WHAT THE TASK ASKS: Pull out every line in the items below that contains the string "horse". Case counts.

DATA FOR THIS TASK:
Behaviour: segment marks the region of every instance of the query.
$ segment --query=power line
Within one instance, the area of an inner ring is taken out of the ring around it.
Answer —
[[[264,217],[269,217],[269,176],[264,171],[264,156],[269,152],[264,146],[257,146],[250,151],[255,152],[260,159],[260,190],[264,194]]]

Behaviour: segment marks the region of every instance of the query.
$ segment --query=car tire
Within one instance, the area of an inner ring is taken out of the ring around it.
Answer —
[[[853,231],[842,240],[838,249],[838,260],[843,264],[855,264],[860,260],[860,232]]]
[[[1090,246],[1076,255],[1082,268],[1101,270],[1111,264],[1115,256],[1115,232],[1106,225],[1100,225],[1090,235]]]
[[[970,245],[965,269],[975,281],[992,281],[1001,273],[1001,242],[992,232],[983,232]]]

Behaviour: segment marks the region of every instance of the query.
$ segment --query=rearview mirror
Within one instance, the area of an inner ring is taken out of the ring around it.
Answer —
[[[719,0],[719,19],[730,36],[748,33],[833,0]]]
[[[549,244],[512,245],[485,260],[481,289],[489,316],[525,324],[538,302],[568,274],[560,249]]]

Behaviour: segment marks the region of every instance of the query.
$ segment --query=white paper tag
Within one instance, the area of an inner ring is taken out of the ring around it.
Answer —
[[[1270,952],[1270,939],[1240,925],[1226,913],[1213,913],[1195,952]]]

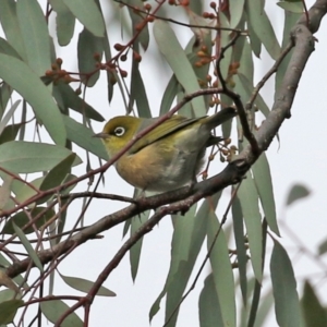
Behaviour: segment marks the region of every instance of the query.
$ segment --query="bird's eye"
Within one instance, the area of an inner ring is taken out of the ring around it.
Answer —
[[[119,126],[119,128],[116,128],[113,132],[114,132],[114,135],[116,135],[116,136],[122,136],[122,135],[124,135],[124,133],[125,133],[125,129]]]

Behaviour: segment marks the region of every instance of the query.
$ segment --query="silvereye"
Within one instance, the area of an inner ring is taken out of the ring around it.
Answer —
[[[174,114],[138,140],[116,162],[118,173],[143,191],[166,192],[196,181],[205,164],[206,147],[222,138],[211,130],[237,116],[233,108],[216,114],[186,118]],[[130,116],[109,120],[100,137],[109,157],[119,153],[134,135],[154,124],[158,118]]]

* * *

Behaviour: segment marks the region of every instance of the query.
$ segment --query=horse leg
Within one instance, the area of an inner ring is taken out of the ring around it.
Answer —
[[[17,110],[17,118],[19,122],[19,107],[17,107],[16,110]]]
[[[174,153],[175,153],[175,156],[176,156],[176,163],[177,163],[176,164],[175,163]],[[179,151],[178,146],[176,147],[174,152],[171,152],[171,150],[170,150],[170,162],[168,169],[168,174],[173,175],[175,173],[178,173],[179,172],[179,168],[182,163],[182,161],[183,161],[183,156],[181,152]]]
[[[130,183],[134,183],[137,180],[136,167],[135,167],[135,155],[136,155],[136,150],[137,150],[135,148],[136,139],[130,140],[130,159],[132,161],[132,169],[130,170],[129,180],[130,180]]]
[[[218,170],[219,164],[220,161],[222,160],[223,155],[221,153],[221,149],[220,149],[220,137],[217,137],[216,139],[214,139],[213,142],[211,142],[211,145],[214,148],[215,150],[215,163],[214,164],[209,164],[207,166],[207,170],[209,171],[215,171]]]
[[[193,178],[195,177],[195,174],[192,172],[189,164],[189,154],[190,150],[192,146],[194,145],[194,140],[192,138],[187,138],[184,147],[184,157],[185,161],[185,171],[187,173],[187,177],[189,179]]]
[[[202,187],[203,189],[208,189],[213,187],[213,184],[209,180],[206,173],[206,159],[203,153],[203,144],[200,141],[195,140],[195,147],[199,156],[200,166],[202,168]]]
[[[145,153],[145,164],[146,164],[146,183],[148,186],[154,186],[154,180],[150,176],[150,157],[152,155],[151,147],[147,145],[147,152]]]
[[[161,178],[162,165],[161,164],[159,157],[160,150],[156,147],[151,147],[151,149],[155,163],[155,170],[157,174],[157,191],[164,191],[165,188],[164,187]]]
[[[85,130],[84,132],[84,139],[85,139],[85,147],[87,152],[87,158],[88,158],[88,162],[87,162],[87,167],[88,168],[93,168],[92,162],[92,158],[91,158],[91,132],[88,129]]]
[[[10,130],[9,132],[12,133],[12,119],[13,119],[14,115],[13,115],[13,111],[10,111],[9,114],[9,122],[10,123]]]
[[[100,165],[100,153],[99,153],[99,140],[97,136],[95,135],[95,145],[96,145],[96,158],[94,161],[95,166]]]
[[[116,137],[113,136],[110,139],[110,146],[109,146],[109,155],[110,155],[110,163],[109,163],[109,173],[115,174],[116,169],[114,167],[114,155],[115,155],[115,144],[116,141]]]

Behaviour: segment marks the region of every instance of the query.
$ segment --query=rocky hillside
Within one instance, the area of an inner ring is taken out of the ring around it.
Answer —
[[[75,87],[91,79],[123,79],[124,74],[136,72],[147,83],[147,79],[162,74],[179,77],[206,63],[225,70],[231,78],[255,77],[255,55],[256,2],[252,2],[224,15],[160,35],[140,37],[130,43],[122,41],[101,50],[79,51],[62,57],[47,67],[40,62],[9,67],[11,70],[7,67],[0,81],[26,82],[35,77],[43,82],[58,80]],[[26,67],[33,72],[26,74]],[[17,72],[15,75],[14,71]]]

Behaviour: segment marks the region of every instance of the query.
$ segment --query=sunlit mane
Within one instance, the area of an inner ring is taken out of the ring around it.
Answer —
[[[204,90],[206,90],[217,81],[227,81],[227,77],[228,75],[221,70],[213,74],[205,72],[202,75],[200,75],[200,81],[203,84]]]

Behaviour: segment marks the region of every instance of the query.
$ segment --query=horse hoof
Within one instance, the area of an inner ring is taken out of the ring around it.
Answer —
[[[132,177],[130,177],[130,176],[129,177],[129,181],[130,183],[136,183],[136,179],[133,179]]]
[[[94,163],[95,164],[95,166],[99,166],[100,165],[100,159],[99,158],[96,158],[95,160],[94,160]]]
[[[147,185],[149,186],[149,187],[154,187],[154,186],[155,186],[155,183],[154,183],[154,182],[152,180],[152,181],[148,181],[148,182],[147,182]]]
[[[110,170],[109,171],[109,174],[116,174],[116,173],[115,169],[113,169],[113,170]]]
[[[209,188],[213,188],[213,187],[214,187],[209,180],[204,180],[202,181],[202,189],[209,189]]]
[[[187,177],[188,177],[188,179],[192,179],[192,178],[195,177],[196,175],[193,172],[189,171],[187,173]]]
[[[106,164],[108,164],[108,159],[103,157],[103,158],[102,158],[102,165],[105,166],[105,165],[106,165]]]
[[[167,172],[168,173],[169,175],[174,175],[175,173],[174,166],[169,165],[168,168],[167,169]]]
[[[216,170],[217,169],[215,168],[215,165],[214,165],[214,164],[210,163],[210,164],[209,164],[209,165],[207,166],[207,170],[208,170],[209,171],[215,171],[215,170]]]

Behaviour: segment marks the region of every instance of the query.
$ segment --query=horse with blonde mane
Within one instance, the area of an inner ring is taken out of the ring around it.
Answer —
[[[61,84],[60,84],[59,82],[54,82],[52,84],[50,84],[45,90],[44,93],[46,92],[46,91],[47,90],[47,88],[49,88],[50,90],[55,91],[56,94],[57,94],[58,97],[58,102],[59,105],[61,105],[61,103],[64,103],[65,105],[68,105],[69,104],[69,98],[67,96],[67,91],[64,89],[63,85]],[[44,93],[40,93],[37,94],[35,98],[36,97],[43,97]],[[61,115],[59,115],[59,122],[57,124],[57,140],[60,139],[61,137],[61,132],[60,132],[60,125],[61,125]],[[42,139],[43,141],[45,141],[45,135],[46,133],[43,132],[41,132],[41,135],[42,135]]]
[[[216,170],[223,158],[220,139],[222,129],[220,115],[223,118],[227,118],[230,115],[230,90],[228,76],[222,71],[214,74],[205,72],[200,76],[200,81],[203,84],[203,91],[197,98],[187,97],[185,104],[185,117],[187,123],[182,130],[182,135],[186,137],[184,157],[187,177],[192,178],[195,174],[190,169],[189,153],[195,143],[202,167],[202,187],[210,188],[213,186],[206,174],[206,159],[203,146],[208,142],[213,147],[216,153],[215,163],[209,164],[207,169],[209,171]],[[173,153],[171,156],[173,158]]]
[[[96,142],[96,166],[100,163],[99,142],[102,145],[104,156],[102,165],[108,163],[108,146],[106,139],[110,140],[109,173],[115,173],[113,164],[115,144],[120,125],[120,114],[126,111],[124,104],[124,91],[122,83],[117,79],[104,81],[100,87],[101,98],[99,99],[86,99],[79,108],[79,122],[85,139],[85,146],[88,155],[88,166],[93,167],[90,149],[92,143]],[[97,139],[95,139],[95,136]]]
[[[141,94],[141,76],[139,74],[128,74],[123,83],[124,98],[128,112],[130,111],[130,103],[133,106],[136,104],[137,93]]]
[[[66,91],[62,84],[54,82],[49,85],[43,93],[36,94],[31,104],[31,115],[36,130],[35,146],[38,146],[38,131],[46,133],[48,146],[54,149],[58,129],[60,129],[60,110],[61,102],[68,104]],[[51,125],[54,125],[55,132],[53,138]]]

* * *

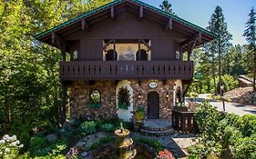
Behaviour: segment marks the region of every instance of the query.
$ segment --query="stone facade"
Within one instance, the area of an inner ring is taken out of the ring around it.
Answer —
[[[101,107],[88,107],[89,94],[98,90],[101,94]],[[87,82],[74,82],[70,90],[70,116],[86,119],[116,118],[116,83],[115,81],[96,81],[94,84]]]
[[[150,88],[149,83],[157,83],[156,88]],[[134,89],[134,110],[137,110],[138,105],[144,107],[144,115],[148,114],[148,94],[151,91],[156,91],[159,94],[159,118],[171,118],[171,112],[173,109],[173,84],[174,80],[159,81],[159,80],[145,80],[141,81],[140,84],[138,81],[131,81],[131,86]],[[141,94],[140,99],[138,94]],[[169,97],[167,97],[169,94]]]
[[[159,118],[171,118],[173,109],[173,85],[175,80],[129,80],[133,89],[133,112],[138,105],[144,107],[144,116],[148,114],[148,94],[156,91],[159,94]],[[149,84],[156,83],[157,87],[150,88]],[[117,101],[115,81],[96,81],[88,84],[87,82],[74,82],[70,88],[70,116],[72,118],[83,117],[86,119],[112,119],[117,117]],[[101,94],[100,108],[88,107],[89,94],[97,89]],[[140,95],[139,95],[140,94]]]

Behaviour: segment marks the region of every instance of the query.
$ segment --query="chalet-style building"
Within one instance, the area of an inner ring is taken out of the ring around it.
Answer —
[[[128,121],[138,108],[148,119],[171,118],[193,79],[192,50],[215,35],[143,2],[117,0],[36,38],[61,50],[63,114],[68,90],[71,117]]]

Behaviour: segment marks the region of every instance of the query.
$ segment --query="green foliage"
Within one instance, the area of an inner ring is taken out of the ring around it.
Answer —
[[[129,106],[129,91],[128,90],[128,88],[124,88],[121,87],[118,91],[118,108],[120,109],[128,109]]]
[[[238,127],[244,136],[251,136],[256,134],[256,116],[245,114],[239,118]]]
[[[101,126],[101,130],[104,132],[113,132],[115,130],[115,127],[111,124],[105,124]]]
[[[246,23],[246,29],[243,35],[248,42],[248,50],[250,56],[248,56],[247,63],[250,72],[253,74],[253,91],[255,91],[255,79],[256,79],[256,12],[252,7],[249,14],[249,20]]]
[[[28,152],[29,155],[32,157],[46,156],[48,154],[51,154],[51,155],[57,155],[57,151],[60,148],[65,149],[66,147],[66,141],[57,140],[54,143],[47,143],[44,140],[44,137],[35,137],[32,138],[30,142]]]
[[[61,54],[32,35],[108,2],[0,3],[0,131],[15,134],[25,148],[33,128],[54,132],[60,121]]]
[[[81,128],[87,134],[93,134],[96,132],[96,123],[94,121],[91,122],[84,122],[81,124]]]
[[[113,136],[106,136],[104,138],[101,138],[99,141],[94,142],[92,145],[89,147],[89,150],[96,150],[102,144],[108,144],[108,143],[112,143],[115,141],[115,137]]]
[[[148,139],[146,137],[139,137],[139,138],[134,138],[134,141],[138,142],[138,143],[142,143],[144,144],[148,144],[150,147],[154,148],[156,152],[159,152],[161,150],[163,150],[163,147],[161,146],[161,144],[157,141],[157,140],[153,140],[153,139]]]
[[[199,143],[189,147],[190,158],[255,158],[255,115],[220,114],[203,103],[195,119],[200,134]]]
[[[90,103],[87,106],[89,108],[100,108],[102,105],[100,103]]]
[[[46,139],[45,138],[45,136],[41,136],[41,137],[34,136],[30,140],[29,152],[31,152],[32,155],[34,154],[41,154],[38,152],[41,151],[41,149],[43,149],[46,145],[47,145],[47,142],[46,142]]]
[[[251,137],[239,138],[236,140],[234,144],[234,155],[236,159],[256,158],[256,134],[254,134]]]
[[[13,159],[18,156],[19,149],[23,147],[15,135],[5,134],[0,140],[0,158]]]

SOLUTION FOR THIS TASK:
$ segment --query=horse leg
$ segment --query=horse hoof
$ segment --query=horse with blonde mane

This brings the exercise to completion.